Friday 29 November 2019

Books read in November

Looking at the number of books I've read this month, four, it would appear that I haven't been reading very much. Not true. One, unfinished, behemoth of a book has taken up much of my reading time and the books listed below were slotted in around, read as light relief.

65. The Pale Horse - Agatha Christie

66. The Cornish Coast Murder - John Bude

67. Bon Voyage: The Telegraph Book of River and Sea Journeys edited by Michael Kerr.

This was an enjoyable collection of worldwide voyages covering oceans, seas and rivers. I enjoyed hearing about the launch of the Queen Mary in the 1930s and how she ran aground. Martha Gellhorn's D Day experiences stowing away in one of the hospital ships was rivetting and I plan to look into that and her a bit more. For me, the most interesting section was 'The Americas', specifically river trips on the Mississippi and Missouri. I definitely want to read more in that vein. If I have a minor complaint it's that there were a few too many cruise liner trips included. Some people the book made me want to read more about: Henry Stanley (of Stanley and Livingstone fame), Arthur Ransome, Martha Gellhorn, Robert Louis Stevenson (I own a book of his letters), Hammond Innes (I used to love his books), Thor Heyerdahl and Tim Butcher. To be honest that's the joy of this kind of book, they lead to many more interesting books and people. I believe there's another book in the same vein about railway journeys so I will be reserving that from the library at some point.

### Activity
Translate this sentence from the post about books read in November into Spanish: "This was an enjoyable collection of worldwide voyages covering oceans, seas and rivers."

### Source material
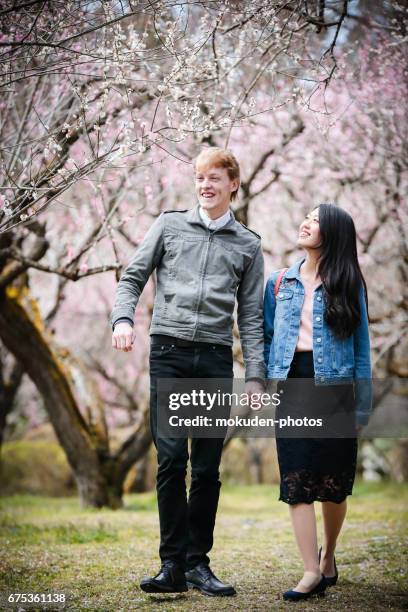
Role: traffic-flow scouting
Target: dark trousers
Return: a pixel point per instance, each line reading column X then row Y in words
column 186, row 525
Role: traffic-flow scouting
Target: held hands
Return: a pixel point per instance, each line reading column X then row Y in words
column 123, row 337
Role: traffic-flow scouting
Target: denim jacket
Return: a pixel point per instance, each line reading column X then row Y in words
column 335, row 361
--
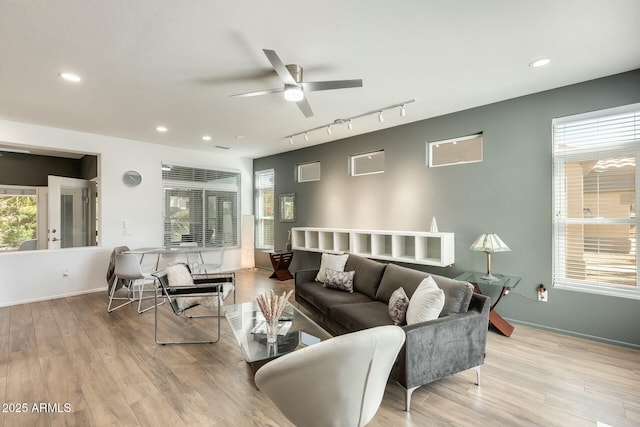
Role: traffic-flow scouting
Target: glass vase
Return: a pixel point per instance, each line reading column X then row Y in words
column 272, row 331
==
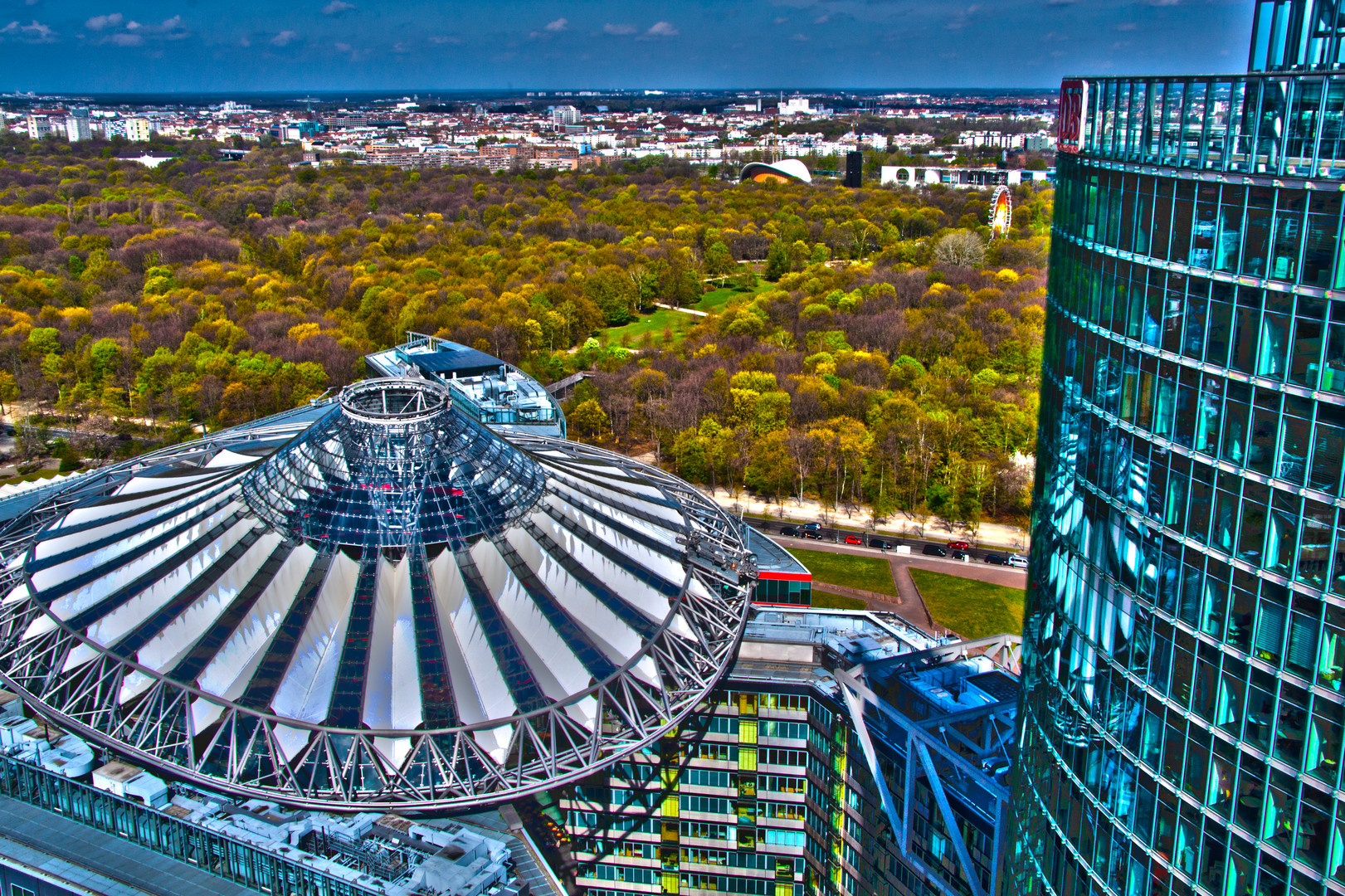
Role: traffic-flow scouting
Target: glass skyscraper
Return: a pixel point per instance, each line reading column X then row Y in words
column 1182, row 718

### Solved exercise
Fue una colección amena de viajes por todo el mundo que abarcaba océanos, mares y ríos.